# Start of Records for the task

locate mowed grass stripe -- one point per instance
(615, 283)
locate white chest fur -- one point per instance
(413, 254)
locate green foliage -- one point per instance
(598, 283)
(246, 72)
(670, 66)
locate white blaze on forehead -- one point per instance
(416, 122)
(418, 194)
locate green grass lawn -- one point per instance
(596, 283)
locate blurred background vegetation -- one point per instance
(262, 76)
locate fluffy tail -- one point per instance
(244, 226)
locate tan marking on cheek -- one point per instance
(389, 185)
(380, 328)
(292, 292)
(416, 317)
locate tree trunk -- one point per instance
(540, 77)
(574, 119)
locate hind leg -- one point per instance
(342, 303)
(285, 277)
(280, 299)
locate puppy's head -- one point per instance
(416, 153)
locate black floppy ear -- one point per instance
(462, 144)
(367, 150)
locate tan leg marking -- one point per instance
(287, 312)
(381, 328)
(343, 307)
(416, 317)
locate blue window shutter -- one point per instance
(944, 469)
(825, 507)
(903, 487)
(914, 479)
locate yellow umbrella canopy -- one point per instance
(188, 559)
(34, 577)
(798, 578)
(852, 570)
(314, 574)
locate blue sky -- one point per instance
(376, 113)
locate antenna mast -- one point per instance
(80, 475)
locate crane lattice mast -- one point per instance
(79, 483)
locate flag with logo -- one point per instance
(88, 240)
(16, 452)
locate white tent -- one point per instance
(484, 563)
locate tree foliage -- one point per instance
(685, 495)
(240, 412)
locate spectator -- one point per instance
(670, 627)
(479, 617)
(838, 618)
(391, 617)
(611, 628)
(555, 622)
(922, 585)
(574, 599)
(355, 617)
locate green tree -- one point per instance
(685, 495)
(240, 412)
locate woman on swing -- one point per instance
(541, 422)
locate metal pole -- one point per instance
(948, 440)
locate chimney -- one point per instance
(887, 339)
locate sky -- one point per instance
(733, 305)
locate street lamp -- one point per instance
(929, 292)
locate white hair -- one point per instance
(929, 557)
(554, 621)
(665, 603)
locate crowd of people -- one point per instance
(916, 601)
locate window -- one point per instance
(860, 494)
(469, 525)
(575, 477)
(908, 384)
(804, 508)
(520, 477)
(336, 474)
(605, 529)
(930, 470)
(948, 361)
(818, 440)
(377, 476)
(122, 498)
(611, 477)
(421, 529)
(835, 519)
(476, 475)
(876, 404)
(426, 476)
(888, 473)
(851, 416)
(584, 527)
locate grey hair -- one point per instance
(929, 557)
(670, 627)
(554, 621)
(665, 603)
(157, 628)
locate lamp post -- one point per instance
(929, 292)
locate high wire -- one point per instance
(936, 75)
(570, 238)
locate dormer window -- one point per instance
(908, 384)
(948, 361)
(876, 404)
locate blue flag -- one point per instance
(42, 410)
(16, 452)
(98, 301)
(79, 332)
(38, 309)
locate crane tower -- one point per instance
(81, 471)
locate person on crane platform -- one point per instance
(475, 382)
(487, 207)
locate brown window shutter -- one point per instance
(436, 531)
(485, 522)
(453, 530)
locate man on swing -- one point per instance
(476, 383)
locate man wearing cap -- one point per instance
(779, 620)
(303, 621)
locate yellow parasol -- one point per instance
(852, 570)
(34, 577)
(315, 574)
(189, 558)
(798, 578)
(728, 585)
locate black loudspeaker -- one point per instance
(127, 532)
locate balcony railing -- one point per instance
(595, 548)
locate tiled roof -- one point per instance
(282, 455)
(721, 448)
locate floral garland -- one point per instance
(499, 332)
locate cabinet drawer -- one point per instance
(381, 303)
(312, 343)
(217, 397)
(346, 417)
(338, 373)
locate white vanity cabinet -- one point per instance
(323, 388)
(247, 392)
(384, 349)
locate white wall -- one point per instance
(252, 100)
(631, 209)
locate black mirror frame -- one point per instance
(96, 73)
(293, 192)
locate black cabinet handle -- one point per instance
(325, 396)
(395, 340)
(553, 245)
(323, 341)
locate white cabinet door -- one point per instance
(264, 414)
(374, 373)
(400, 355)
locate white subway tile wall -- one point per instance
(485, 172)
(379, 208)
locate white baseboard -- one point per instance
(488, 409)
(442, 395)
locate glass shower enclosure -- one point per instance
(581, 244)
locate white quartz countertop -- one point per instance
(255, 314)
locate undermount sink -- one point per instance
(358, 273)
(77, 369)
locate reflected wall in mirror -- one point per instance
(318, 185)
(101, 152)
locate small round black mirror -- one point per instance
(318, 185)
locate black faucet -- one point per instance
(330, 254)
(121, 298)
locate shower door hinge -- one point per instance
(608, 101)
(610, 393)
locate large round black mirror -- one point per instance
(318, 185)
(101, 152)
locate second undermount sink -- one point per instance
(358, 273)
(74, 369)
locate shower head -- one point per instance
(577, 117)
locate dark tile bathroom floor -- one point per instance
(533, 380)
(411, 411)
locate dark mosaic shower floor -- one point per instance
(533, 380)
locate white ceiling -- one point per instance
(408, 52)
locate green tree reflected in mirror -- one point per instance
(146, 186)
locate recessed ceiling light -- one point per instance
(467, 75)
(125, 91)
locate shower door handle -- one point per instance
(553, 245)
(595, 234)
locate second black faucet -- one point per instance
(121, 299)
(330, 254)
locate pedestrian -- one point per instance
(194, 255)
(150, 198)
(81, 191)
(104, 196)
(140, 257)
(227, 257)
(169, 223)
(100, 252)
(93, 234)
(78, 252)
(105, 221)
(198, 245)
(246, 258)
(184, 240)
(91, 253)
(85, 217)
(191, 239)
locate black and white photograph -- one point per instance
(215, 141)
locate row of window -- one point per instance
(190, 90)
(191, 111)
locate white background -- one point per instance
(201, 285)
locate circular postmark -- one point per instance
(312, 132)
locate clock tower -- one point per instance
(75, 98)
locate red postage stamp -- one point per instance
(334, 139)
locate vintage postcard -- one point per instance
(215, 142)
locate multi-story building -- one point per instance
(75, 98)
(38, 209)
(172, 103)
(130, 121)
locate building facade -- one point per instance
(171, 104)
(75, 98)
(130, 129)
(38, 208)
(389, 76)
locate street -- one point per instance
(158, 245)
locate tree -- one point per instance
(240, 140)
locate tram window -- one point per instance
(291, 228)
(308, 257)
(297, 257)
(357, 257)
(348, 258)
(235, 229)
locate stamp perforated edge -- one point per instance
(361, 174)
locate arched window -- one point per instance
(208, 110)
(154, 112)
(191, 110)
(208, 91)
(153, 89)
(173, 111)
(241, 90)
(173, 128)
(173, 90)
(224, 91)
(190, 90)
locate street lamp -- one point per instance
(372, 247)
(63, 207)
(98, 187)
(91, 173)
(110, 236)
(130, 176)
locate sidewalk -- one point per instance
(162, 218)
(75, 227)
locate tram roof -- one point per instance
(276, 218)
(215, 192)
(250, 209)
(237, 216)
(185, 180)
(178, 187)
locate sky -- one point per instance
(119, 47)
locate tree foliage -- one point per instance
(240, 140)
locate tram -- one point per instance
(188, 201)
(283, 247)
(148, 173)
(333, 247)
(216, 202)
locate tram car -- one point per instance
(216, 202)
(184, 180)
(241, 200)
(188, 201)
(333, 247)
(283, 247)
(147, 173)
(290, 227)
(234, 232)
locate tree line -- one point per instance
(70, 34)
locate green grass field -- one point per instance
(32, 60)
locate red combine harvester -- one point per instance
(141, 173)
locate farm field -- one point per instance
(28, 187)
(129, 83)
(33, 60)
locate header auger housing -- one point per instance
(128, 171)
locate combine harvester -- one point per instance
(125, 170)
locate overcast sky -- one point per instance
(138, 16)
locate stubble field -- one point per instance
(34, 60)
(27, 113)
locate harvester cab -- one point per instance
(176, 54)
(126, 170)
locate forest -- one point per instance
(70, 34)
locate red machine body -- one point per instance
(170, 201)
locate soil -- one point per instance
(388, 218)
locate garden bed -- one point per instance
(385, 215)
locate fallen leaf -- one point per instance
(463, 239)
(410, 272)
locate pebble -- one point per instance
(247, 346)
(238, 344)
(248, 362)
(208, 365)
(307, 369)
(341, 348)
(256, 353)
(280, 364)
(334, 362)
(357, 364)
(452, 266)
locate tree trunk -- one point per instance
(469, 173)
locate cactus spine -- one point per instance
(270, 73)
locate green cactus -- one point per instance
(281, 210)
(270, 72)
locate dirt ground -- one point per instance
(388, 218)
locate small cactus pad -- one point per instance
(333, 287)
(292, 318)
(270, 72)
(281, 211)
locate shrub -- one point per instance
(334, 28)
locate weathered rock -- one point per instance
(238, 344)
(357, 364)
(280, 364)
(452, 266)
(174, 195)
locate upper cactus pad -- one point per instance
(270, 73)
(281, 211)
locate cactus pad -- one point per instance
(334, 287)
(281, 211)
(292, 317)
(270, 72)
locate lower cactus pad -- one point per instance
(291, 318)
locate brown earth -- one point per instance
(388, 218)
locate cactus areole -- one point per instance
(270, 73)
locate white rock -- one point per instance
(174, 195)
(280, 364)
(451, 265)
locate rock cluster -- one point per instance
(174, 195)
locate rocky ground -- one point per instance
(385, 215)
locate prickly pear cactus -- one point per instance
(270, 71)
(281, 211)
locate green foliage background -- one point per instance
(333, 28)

# End of Records for the task

- _Objective_: In the records above, locate the line that contains "locate cactus pad -- one point per instance". Repeat it and every line after it, exactly, and nothing else.

- _Written reply_:
locate cactus pad -- one point per instance
(334, 287)
(281, 211)
(292, 317)
(270, 72)
locate lower cactus pad -- one point per instance
(291, 318)
locate brown earth -- one point per instance
(388, 218)
locate cactus areole -- one point per instance
(270, 73)
locate white rock -- one point per instance
(174, 195)
(280, 364)
(451, 265)
locate rock cluster -- one point per instance
(174, 195)
locate rocky ground -- one point per instance
(385, 215)
locate prickly pear cactus -- one point per instance
(270, 71)
(281, 211)
locate green foliage background -- one point per instance
(333, 28)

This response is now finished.